Your goal:
Word for word, reproduce the data that follows.
***** Dataset records
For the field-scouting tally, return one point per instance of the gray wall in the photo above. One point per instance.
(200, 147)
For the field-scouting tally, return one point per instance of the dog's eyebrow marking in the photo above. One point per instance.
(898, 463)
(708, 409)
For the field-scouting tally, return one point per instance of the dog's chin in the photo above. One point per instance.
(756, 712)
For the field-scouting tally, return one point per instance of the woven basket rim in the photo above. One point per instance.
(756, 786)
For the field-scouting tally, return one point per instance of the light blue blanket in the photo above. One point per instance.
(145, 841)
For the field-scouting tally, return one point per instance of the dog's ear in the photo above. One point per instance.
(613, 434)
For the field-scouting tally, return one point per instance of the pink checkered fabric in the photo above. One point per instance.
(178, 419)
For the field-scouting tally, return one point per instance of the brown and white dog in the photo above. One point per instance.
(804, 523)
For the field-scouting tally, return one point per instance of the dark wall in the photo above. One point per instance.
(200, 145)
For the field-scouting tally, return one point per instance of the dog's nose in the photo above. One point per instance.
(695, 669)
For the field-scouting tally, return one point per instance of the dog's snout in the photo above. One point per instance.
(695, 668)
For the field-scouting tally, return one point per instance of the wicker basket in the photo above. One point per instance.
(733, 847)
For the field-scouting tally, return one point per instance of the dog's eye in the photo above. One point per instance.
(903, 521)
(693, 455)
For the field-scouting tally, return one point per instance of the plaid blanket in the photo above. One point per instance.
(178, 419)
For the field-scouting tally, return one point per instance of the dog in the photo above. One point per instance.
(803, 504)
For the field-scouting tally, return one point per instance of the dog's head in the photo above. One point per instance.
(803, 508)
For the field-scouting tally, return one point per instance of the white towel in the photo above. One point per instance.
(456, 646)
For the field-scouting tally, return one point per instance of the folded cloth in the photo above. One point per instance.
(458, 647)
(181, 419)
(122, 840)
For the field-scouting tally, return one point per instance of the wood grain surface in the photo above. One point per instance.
**********
Solution below:
For the field-scouting tally, return one point per instance of the gray wall in the photo above. One point per instance.
(200, 147)
For the field-scouting tally, return one point per instance of the dog's eyebrow marking in the photo above. One point per instance.
(898, 463)
(708, 409)
For the field-scouting tally, return one point per instance of the dog's chin in the photo above. One point per instance.
(756, 712)
For the field-scouting tally, return one point per instance of the woven basket rim in the photo above. One point per instance.
(756, 786)
For the field-scouting tally, return one point per instance of the light blue blanket in the photo above. One point per instance.
(145, 841)
For the field-scouting tally, return one point per instance of the dog's ear in the photo above. One point per instance.
(613, 434)
For the field-scouting tally, return one point per instance of the pink checkered fabric in the photo above. One point per instance.
(178, 419)
For the field-scouting tally, return one point per instance of the brown and white dog in the photo above. One point per instance.
(804, 523)
For the field-scouting tally, return one point per instance of the dark wall in the photo above. One point per instance.
(200, 145)
For the field-scouting tally, return one point per instance of the dog's nose in the photo above. One point per instance.
(695, 669)
For the field-scouting tally, return one point per instance of the dog's snout in the photo above. One point per instance.
(695, 668)
For the field-scouting tally, return one point per instance of the wicker basket in the photo above. One point per instance.
(733, 847)
For the field-scouting tally, return one point per instance of the dog's eye in the photo above. One point per instance.
(903, 521)
(693, 455)
For the field-scouting tally, return one point per instance of the plaid blanket in the photo above. One point per instance.
(178, 419)
For the field-scouting tally, return one point per instance of the dog in the photo above. One point per instance.
(803, 504)
For the field-scouting tally, return one point per instance of the dog's head in the photo above. One point per instance.
(803, 508)
For the field-scouting tally, return one point per instance of the white towel in the photo above. One point per instance.
(456, 646)
For the field-scouting tally, return one point per instance of the folded cloth in the photo above. One point per instance.
(458, 647)
(181, 419)
(122, 840)
For the field-scouting tally, return one point per instance of the wood grain surface in the photo above. One point per instance.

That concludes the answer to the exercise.